• **Written exercise**: Report how many lines in the material below contain the string "fish". Give only the number.
— start Dataset excerpts —
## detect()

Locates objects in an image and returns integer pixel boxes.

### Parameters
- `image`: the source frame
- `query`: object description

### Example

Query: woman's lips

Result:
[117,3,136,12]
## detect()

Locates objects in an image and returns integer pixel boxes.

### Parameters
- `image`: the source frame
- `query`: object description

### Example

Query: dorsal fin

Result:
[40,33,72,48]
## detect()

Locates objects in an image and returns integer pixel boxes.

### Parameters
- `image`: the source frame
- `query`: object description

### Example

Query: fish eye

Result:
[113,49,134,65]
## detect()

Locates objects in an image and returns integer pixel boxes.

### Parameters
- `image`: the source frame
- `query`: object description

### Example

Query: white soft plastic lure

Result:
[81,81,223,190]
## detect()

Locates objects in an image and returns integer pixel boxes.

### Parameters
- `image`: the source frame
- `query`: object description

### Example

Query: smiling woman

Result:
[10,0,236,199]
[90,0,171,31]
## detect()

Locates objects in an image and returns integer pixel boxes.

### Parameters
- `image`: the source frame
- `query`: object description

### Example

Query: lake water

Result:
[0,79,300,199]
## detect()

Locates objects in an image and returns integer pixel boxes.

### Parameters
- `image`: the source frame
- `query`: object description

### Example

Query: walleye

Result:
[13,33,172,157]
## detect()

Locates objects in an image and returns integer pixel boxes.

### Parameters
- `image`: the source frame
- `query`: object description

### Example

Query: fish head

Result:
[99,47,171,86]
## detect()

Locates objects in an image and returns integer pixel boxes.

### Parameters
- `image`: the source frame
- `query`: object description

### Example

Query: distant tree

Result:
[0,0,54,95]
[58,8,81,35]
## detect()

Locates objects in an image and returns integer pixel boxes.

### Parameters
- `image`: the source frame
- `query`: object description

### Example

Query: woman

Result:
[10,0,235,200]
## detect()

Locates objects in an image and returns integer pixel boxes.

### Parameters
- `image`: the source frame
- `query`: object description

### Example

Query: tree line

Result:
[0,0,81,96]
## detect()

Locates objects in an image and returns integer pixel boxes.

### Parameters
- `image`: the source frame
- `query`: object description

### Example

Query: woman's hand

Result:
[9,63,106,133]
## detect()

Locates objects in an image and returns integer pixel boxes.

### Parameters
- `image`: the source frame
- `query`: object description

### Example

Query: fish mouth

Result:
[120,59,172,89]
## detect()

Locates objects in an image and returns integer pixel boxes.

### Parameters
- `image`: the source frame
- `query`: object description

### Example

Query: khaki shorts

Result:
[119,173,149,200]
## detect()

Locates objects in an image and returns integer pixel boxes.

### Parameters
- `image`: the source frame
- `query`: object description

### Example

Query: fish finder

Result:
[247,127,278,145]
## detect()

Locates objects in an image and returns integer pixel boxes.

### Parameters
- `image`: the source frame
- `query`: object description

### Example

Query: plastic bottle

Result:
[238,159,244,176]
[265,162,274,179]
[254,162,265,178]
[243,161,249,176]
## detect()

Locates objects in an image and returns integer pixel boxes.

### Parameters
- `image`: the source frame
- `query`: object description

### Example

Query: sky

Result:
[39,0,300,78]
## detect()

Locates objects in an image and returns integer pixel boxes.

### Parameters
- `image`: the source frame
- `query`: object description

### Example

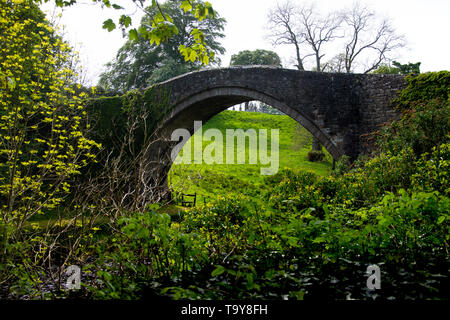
— end Dataset excerpts —
• **Task response**: 4